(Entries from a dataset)
========================================================================

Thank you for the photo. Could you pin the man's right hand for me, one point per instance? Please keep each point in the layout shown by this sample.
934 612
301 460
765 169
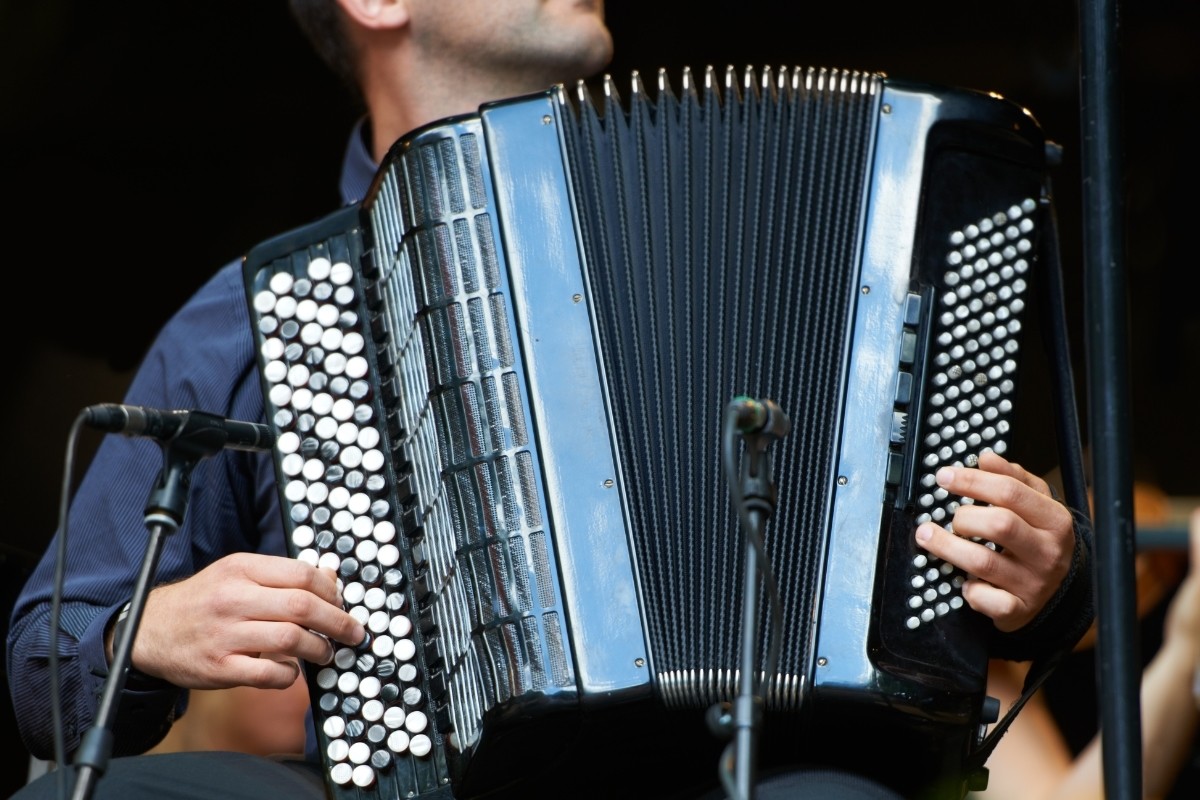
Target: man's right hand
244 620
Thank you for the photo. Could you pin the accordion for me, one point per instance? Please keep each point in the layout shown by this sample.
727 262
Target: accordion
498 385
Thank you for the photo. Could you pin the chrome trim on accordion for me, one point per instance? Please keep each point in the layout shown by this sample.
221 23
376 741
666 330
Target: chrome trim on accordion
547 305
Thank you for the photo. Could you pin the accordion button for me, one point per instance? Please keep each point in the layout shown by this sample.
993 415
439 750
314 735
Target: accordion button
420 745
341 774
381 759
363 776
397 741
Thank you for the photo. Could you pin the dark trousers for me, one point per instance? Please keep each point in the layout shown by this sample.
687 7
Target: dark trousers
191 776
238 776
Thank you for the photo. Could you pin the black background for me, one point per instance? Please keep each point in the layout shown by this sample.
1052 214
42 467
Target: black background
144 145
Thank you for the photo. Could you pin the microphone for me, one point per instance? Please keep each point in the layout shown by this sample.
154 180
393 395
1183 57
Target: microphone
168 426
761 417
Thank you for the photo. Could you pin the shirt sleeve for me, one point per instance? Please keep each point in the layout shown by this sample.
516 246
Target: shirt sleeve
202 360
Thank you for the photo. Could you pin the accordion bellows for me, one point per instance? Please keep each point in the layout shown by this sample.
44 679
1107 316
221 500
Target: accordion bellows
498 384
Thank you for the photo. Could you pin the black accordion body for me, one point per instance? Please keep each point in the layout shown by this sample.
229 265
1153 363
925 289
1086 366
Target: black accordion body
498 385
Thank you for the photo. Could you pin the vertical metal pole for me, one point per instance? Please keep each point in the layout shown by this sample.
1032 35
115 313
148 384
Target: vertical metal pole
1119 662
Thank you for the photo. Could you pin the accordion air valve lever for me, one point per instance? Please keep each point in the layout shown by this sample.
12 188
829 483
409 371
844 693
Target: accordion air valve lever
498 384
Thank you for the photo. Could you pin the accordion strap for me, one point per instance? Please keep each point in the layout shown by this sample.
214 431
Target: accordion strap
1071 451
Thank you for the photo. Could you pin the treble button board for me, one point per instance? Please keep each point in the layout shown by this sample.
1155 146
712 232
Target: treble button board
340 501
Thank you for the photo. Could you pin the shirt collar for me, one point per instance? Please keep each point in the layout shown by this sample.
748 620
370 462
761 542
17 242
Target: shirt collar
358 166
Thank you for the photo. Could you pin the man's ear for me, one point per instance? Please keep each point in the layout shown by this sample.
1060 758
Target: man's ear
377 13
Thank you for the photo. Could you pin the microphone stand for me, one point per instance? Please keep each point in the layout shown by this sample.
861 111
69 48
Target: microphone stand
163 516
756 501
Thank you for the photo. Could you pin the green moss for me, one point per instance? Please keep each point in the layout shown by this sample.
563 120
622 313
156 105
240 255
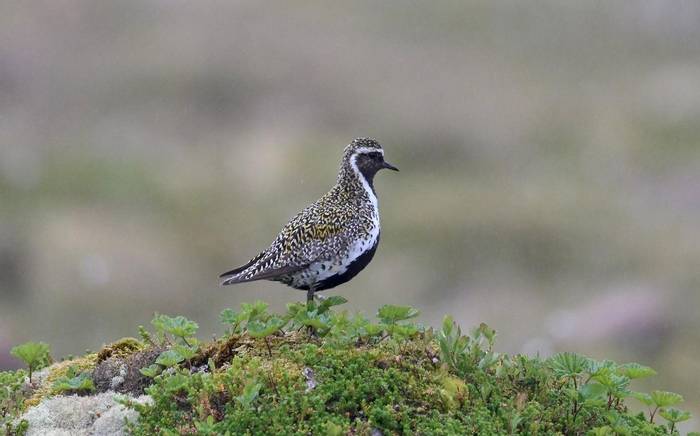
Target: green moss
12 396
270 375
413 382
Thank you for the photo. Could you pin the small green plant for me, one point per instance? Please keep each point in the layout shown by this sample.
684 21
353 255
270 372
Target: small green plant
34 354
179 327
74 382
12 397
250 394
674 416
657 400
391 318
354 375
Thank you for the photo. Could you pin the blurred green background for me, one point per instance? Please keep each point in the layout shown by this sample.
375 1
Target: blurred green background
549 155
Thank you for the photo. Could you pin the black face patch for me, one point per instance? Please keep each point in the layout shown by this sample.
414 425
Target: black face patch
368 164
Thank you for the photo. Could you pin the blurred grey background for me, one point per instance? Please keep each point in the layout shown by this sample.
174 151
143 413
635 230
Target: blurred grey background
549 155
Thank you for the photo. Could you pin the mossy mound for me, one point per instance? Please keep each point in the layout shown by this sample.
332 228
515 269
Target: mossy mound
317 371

========================================================================

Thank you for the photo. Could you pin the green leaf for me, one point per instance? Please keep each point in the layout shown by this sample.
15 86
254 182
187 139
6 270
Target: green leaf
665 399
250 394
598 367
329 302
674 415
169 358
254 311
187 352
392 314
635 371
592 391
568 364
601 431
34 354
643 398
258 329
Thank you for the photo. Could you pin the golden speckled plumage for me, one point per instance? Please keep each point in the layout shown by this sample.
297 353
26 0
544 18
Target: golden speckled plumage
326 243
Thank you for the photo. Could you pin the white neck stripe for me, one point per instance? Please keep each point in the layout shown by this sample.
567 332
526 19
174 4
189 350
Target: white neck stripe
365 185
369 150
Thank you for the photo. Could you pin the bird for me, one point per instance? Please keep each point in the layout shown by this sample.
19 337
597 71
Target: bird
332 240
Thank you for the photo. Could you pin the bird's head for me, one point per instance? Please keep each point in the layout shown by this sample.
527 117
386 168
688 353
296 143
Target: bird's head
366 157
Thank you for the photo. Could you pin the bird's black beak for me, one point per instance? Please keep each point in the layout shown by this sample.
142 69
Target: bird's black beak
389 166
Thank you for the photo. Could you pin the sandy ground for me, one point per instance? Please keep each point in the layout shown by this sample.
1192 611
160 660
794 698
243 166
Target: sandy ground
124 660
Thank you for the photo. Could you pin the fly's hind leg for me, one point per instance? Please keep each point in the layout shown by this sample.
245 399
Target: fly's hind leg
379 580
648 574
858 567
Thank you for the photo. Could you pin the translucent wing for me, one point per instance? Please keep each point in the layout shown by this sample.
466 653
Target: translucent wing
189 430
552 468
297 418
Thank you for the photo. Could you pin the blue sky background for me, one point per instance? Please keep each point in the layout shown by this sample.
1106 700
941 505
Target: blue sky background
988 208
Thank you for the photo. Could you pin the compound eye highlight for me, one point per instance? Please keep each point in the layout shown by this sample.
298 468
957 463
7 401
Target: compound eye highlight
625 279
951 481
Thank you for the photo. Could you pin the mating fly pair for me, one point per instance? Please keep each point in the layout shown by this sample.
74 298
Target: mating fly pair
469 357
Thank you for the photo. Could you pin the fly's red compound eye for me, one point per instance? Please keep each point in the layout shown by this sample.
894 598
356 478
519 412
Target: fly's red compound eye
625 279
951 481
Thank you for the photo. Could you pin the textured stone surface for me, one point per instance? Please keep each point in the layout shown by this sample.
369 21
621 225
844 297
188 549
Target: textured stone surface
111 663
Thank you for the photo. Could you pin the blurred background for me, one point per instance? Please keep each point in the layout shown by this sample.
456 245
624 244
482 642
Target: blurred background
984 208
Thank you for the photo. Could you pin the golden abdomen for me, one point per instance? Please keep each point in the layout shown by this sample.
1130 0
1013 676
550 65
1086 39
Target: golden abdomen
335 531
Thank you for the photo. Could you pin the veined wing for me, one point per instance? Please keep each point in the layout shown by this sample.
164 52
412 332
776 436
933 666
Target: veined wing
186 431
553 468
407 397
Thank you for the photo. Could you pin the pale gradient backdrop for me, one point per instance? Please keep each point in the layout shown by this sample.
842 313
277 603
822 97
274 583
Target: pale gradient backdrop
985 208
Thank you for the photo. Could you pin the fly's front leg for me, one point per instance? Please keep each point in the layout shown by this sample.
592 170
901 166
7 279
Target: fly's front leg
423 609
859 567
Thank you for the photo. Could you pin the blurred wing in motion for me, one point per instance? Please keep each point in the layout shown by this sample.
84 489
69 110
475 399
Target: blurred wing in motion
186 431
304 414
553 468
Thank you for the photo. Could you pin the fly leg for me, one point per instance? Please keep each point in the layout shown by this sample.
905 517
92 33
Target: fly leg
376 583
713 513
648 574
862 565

========================================================================

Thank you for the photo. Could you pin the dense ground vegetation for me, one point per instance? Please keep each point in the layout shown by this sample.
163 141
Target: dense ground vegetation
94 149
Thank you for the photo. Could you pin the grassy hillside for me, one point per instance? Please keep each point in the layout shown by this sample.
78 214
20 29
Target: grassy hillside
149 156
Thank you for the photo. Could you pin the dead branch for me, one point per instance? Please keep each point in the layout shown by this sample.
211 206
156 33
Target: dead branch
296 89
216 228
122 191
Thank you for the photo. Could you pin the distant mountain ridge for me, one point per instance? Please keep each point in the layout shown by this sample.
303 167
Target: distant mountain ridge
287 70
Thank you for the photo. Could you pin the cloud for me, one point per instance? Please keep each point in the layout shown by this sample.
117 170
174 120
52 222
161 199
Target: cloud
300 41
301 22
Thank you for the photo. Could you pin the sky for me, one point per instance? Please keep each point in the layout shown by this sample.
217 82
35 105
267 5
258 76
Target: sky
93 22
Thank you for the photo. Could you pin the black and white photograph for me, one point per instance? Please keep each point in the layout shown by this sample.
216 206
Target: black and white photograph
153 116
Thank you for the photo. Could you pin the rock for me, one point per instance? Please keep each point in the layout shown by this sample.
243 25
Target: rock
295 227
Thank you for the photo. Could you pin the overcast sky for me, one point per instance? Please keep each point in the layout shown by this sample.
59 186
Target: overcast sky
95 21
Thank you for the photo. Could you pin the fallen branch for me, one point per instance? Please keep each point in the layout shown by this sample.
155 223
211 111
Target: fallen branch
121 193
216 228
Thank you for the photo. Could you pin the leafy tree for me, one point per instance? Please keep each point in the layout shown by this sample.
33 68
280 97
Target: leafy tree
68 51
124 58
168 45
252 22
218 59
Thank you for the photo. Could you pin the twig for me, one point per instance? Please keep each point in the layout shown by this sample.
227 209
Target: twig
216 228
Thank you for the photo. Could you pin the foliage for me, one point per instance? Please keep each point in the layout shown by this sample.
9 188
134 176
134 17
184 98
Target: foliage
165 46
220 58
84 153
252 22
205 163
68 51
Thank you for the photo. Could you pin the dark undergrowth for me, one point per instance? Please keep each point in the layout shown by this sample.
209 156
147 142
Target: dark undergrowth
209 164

========================================================================

◆ **Written task**
Gather every line above that contains the word "ridge", and copy each one.

◆ **Final result**
Thank you for the photo. Could you pin the distant mountain ridge for me, one point per instance? Please keep each point in the layout shown by this sample.
Target: distant mountain ridge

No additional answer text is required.